— BEGIN Extracted material —
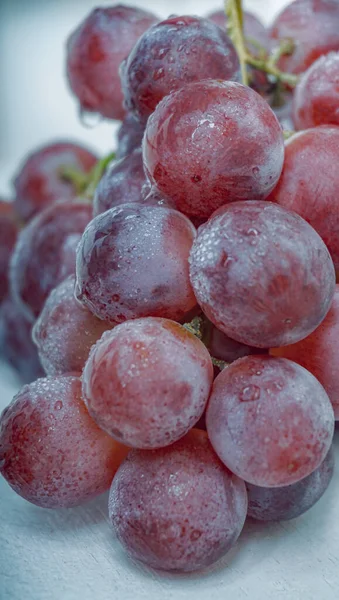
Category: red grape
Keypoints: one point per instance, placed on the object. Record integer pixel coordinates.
(94, 53)
(261, 274)
(291, 501)
(213, 142)
(177, 508)
(316, 97)
(319, 353)
(171, 54)
(123, 182)
(39, 182)
(133, 262)
(313, 26)
(51, 451)
(65, 331)
(130, 135)
(45, 253)
(309, 184)
(269, 420)
(147, 382)
(16, 344)
(8, 234)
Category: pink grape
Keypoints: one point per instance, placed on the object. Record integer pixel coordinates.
(123, 182)
(45, 254)
(147, 382)
(177, 508)
(169, 55)
(8, 235)
(261, 274)
(316, 97)
(269, 420)
(16, 344)
(130, 135)
(309, 183)
(51, 451)
(65, 331)
(211, 143)
(319, 353)
(40, 183)
(94, 53)
(313, 26)
(291, 501)
(132, 262)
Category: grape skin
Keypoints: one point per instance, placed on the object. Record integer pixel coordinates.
(211, 143)
(309, 182)
(177, 508)
(261, 274)
(123, 182)
(313, 26)
(65, 331)
(8, 235)
(285, 503)
(269, 420)
(132, 262)
(94, 53)
(147, 382)
(171, 54)
(39, 182)
(45, 254)
(316, 97)
(319, 353)
(16, 344)
(51, 451)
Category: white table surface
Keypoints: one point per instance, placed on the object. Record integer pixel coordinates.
(71, 555)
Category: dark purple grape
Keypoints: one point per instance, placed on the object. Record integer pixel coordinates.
(171, 54)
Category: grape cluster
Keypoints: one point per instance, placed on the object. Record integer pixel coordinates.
(179, 336)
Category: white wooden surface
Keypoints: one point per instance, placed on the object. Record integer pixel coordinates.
(71, 555)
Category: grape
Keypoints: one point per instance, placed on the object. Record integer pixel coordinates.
(8, 234)
(319, 353)
(269, 420)
(313, 26)
(316, 97)
(213, 142)
(177, 508)
(309, 184)
(45, 254)
(261, 274)
(51, 451)
(122, 183)
(133, 262)
(39, 182)
(130, 135)
(291, 501)
(16, 345)
(171, 54)
(147, 382)
(94, 53)
(65, 331)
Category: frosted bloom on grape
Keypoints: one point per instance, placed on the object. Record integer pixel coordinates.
(94, 53)
(284, 503)
(65, 331)
(261, 274)
(177, 508)
(51, 451)
(132, 262)
(147, 382)
(269, 420)
(172, 53)
(211, 143)
(44, 254)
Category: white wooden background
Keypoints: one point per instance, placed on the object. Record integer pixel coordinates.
(71, 555)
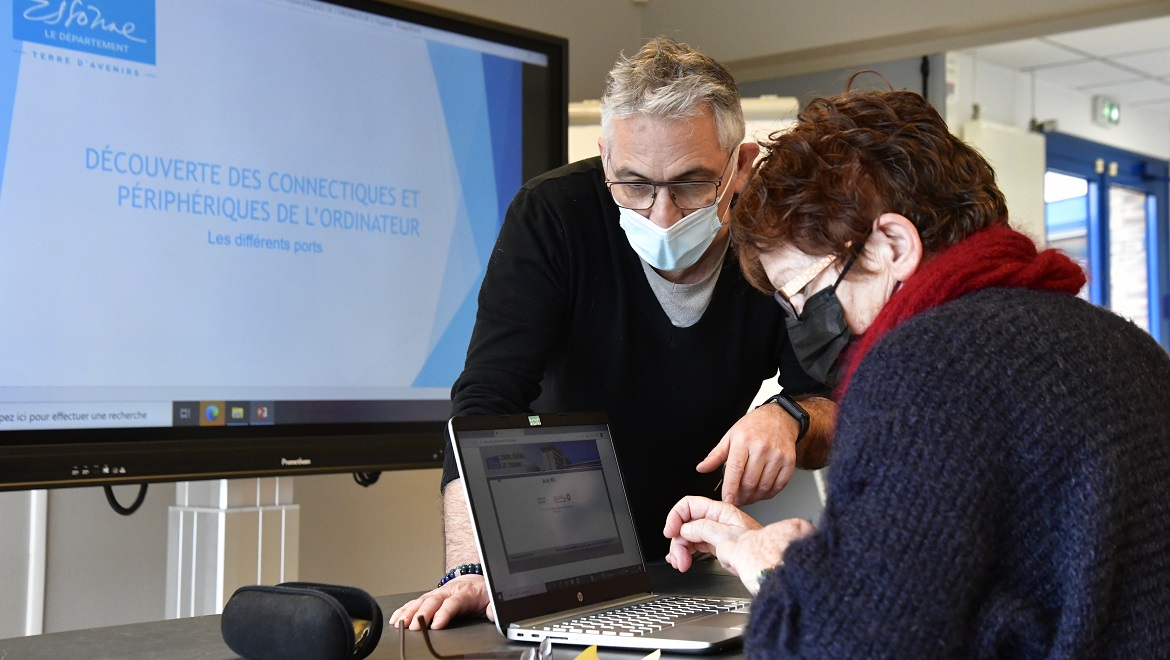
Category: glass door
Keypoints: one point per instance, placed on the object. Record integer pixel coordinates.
(1107, 208)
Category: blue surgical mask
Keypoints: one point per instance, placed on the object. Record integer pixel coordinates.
(674, 248)
(682, 243)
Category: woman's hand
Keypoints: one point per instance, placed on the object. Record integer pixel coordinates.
(697, 524)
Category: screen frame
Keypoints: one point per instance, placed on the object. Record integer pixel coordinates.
(108, 456)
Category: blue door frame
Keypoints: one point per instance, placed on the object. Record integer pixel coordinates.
(1094, 163)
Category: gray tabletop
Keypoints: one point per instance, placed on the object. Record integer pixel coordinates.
(200, 637)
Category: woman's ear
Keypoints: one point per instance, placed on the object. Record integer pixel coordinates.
(902, 243)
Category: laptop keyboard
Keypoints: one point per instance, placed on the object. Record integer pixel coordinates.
(648, 617)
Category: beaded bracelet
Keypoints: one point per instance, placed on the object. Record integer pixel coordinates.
(761, 577)
(461, 570)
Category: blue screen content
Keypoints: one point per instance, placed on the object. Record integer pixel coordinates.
(214, 206)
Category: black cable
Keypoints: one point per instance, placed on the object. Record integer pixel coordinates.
(366, 479)
(924, 68)
(119, 508)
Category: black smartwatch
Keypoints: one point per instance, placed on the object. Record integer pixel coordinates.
(793, 408)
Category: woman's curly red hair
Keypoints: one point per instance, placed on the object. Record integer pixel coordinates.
(848, 159)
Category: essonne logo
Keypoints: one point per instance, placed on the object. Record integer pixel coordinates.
(123, 29)
(78, 14)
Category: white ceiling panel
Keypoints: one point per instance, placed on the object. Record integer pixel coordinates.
(1151, 62)
(1134, 91)
(1127, 61)
(1084, 74)
(1119, 39)
(1026, 54)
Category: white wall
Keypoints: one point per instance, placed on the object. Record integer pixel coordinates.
(1006, 97)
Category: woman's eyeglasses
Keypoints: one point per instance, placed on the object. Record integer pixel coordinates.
(784, 294)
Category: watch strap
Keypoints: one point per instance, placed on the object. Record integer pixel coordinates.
(792, 407)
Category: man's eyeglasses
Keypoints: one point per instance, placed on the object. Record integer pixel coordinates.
(542, 652)
(640, 196)
(784, 294)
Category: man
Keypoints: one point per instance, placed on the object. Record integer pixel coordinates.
(613, 288)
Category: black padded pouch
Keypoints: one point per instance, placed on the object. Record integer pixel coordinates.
(301, 620)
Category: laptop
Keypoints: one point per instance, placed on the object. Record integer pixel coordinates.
(556, 536)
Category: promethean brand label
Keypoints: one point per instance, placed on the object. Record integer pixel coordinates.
(114, 28)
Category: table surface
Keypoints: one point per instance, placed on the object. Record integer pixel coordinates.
(200, 637)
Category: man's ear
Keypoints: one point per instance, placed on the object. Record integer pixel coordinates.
(748, 153)
(900, 242)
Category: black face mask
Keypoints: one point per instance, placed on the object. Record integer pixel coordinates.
(819, 336)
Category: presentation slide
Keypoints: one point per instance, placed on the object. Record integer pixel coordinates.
(254, 199)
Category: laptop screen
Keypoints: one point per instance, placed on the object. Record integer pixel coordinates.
(550, 508)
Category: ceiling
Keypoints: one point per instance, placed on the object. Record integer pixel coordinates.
(1129, 62)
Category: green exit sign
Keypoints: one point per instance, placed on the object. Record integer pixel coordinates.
(1106, 110)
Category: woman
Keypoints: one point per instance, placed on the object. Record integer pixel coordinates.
(999, 467)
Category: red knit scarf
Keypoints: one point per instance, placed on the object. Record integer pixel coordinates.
(992, 258)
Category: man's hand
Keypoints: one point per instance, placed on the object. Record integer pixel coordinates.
(463, 596)
(742, 547)
(759, 453)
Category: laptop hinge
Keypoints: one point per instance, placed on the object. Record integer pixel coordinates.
(579, 611)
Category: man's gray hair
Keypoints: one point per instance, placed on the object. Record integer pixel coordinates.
(669, 80)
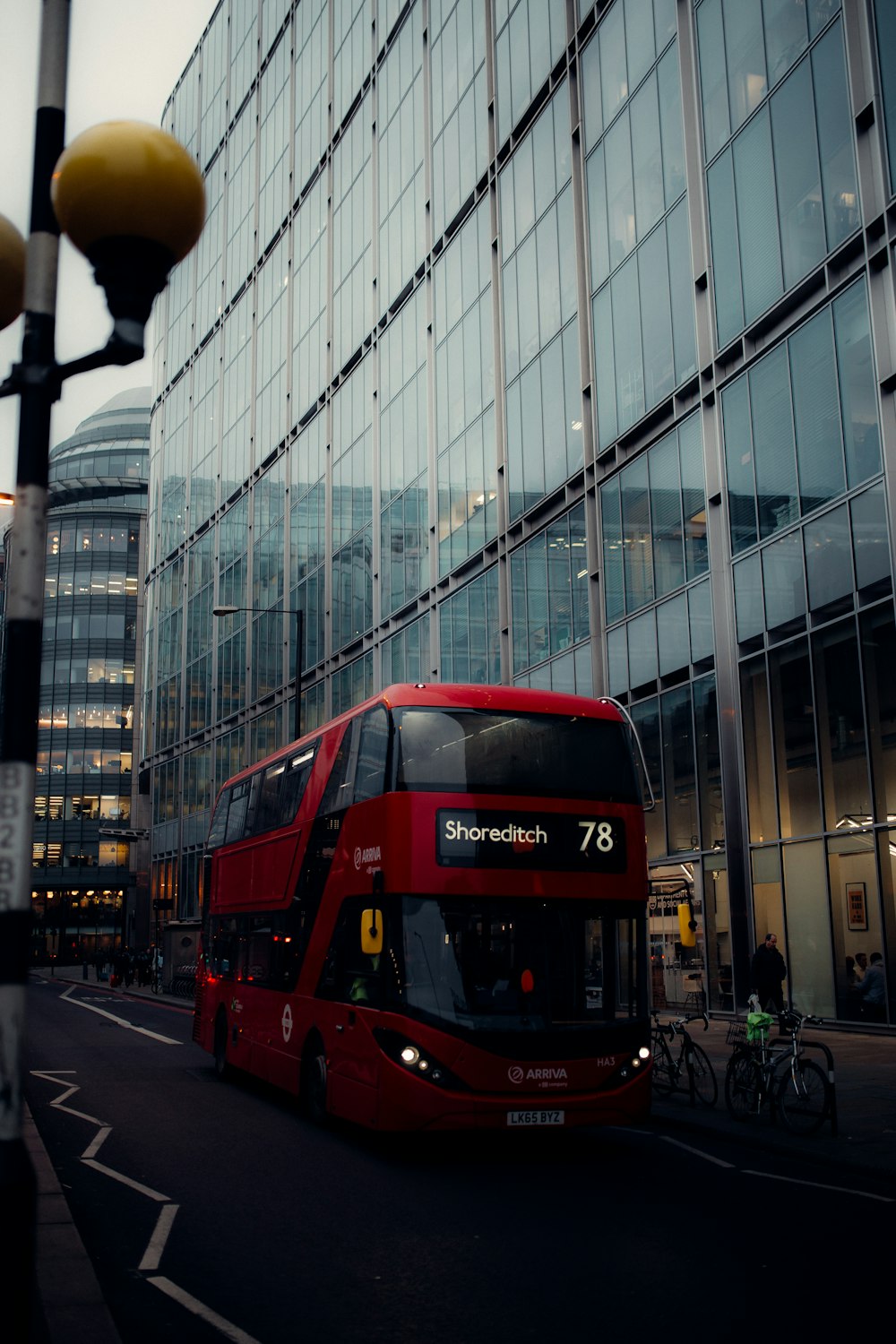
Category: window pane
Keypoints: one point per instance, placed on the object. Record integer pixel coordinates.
(794, 728)
(871, 538)
(665, 508)
(611, 535)
(786, 35)
(857, 390)
(775, 452)
(653, 281)
(646, 158)
(797, 174)
(637, 537)
(762, 796)
(726, 249)
(700, 621)
(626, 344)
(841, 726)
(782, 573)
(742, 491)
(834, 137)
(817, 411)
(756, 217)
(716, 125)
(829, 572)
(748, 605)
(745, 54)
(619, 190)
(672, 634)
(694, 496)
(642, 648)
(678, 768)
(879, 659)
(673, 150)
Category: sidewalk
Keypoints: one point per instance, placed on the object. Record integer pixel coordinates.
(866, 1101)
(72, 1308)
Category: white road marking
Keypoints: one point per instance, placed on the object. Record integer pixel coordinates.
(161, 1231)
(93, 1148)
(126, 1180)
(815, 1185)
(707, 1158)
(152, 1255)
(120, 1021)
(231, 1332)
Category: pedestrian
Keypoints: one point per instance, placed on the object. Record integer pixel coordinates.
(872, 991)
(767, 973)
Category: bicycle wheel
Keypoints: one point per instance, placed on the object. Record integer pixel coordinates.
(804, 1098)
(662, 1075)
(705, 1088)
(743, 1086)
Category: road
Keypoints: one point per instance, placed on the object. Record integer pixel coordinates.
(212, 1211)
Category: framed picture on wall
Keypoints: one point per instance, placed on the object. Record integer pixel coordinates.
(856, 908)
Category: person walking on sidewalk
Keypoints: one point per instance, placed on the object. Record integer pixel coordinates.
(767, 973)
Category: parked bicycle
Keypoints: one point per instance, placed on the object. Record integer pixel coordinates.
(689, 1066)
(775, 1073)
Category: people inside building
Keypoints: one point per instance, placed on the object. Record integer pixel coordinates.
(767, 975)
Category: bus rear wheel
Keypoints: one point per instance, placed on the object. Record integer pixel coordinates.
(222, 1067)
(314, 1081)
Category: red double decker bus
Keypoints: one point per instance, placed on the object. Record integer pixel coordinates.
(432, 914)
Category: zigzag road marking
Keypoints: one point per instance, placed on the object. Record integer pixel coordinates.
(152, 1255)
(120, 1021)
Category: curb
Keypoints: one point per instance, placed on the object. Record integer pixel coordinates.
(69, 1300)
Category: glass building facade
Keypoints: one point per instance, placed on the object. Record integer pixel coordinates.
(552, 344)
(89, 892)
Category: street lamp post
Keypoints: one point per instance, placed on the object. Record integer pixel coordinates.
(300, 634)
(132, 199)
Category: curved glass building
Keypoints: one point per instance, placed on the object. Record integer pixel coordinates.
(86, 827)
(551, 343)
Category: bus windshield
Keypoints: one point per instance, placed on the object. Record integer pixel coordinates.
(536, 754)
(513, 965)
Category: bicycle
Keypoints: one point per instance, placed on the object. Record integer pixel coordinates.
(777, 1074)
(689, 1067)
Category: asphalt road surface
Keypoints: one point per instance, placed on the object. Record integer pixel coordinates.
(214, 1211)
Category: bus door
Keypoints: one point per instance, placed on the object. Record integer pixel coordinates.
(351, 995)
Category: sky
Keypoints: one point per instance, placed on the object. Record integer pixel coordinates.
(125, 58)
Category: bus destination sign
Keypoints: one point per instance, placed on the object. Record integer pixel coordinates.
(473, 839)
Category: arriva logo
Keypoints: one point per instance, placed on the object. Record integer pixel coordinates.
(536, 1075)
(370, 855)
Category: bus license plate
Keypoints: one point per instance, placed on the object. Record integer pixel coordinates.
(535, 1117)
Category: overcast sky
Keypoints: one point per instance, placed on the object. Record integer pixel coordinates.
(124, 59)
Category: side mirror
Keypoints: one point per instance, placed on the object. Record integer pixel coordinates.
(371, 933)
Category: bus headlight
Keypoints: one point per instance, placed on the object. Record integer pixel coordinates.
(410, 1056)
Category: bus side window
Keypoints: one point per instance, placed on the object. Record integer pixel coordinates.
(225, 948)
(298, 771)
(370, 776)
(238, 814)
(338, 795)
(218, 828)
(258, 951)
(269, 793)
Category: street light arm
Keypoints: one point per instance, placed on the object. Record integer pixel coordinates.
(125, 346)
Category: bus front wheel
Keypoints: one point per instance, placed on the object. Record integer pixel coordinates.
(222, 1067)
(314, 1082)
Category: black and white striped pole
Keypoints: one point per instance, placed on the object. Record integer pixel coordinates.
(134, 201)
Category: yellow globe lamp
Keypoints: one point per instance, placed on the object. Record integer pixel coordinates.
(13, 271)
(134, 202)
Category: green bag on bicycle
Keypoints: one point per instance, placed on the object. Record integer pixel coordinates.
(758, 1027)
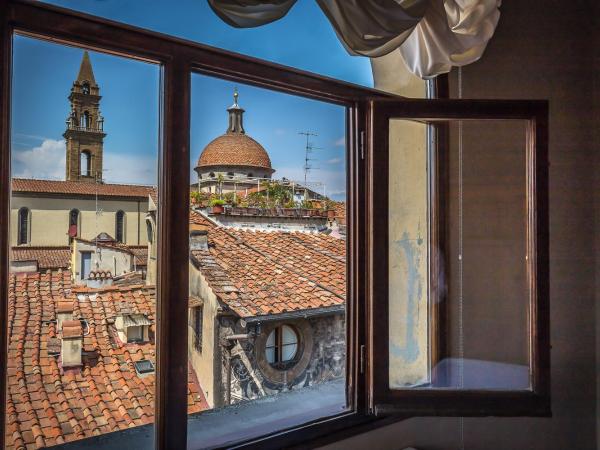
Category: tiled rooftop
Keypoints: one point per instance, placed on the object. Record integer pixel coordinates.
(47, 257)
(48, 405)
(80, 188)
(259, 273)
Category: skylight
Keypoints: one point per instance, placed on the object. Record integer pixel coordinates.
(144, 367)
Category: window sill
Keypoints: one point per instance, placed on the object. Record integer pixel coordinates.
(228, 426)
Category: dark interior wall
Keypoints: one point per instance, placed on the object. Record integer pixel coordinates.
(542, 49)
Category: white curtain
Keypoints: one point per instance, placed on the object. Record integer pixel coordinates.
(430, 36)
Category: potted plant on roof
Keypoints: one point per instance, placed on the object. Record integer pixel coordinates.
(218, 206)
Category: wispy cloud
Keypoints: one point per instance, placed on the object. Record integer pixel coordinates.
(44, 161)
(333, 181)
(48, 161)
(134, 169)
(32, 136)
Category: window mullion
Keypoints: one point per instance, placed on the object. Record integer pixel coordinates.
(173, 245)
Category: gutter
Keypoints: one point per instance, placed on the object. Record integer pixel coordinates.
(300, 314)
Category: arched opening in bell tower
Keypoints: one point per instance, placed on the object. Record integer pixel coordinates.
(86, 164)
— END Extracted material —
Rename "pedestrian" to "person" in the items, starting with the line with "Category: sidewalk" and going on through the line with "(212, 1211)". Write out only those lines, with nothing else changed.

● **Solution to this exercise**
Category: sidewalk
Keypoints: one point per instance, placed on the object. Record integer pixel coordinates.
(866, 1101)
(72, 1308)
Category: white road marking
Keypoints: one point per instance, placed on the object. Record integer pixel coordinates.
(161, 1231)
(93, 1148)
(126, 1180)
(815, 1185)
(707, 1158)
(152, 1255)
(120, 1021)
(231, 1332)
Category: person
Keypoints: one point per instance, placed on the object. Record integer pixel coordinates.
(872, 991)
(767, 973)
Category: bicycle wheel
Keypoints: one point per instance, placed on the object. Record integer pixel coordinates.
(804, 1098)
(662, 1075)
(705, 1088)
(743, 1086)
Category: road
Keypoints: one point per instance, placed on the object. Record integer pixel coordinates.
(212, 1211)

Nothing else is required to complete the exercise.